### EXERCISE
Exact repetition, please: start with the line where "the truck shadow" appears and stop after the final line of the records.

### DATA RECORDS
================================

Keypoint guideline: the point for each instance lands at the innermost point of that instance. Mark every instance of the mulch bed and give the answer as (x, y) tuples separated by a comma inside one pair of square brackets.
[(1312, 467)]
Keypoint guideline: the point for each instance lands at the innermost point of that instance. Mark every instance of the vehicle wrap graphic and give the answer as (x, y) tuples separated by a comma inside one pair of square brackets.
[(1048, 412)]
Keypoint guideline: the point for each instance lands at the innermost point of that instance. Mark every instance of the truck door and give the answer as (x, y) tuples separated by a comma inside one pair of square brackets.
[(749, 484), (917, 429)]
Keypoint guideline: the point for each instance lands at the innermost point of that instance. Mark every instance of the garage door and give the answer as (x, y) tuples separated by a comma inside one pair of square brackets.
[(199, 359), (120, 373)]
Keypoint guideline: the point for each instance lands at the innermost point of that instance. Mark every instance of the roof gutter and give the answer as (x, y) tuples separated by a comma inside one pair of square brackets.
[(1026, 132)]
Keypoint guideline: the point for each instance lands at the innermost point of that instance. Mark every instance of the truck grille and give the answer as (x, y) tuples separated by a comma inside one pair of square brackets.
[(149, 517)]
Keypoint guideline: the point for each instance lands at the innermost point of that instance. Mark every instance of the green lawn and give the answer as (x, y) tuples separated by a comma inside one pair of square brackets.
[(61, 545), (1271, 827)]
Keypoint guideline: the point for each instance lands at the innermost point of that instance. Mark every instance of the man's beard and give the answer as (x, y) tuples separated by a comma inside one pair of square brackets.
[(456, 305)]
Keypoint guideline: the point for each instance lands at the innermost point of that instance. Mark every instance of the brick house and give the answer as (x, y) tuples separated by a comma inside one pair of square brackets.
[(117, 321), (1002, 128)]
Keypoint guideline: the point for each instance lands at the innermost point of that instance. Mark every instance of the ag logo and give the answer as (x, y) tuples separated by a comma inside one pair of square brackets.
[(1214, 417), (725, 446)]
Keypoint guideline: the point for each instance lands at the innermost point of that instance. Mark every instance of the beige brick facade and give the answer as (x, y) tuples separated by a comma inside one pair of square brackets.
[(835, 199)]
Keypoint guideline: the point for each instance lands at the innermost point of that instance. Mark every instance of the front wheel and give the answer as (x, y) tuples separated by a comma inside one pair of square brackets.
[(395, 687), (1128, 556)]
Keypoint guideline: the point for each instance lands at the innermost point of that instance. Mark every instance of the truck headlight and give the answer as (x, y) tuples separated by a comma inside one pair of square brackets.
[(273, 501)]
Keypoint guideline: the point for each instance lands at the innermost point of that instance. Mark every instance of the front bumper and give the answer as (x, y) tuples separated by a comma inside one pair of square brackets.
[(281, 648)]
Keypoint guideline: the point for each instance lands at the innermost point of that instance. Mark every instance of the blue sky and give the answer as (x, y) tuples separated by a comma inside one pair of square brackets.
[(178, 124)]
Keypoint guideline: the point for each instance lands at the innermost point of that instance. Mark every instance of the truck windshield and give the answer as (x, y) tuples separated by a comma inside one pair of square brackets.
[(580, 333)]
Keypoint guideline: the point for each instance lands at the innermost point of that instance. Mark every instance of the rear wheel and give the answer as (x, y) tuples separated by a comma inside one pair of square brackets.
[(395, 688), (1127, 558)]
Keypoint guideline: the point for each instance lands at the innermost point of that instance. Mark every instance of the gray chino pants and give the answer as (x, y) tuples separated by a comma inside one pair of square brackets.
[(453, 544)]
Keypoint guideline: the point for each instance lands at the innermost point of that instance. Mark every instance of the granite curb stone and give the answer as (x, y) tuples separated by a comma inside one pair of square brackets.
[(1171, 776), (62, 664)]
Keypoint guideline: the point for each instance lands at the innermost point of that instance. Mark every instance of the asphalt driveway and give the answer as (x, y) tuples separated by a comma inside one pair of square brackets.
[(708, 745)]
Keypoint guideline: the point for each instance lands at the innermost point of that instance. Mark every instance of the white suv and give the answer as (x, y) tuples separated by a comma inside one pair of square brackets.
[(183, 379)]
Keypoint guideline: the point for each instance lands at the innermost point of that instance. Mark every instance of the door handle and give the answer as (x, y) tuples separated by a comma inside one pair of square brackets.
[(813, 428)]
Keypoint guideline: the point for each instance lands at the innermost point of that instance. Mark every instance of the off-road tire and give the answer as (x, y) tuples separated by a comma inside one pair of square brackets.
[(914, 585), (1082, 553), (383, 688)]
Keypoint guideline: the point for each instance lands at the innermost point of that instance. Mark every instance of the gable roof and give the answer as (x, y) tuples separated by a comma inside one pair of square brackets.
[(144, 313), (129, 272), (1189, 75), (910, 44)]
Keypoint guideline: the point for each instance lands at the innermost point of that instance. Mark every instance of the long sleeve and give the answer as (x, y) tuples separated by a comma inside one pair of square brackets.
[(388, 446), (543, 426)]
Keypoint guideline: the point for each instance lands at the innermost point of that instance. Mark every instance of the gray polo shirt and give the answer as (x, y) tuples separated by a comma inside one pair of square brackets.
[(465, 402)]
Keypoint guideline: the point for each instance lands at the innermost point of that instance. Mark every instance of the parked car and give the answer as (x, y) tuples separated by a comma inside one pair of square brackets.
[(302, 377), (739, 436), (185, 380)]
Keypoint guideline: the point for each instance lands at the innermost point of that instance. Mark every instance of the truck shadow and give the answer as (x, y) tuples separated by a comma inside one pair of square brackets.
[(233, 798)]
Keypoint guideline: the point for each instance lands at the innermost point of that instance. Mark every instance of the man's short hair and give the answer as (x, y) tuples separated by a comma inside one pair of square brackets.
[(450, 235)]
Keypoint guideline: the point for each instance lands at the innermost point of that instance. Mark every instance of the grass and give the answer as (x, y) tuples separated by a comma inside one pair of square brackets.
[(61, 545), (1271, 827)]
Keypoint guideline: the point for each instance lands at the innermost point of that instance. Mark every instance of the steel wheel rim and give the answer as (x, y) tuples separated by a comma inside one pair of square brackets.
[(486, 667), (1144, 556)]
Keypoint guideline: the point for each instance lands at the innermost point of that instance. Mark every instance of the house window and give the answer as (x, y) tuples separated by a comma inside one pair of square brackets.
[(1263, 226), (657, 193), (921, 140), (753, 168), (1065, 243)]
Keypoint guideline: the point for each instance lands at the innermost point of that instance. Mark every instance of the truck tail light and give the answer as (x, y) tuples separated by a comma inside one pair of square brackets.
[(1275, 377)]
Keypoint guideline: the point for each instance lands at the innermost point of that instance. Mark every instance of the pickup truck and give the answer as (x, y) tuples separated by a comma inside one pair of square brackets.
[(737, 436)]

================================

### TASK OUTPUT
Keypoint guideline: the point for each instance lands at the innermost point of that instance. Mark every instance of the truck shadow and give the answer as (x, y) tuples separated by a comma inside one pair of square brackets.
[(233, 798)]
Keypoint guideline: the point for each instance lands at the innermost point of that instance. Mark every instance of the man's short hair and give the answer as (x, y) tuples separated by a comma inside one pair of square brackets.
[(450, 235)]
Keypoint guideline: the point for each instance lands at the innermost point of that instance. Mark every instance of the grass and give the answer as (x, y) tuples separated by a comma inside one pair of square brackets.
[(61, 545), (1271, 827)]
Keypoint guideline: the point for each instance lands at the innermost point of that instance. Mark every instance of the steel wheel rim and give the answer as (x, y) tuples separated by a comma inside one pair of square brackets.
[(486, 667), (1144, 556)]
Keypoint guideline: the point for each instance lands at the innermost point of that instance. Mark every instance of the house window and give the answer as (x, y) tuples separated by a comma inside one pair of square brackets.
[(1263, 226), (657, 193), (921, 140), (753, 168), (1065, 243)]
Keypoint guideline: the point for each instance lands at the innermost point of that instance. Mark every instance of the truck tail light and give the answer as (x, y) tuples separated by a comma inside one pair of square brackets.
[(1275, 377)]
Keypoint guideline: the point for each instance lands at the innermost point of that instance. Mark every instance of the pickup truck and give the answer as (x, y) tuples separated by a comma inside one pair of square brackets.
[(737, 436)]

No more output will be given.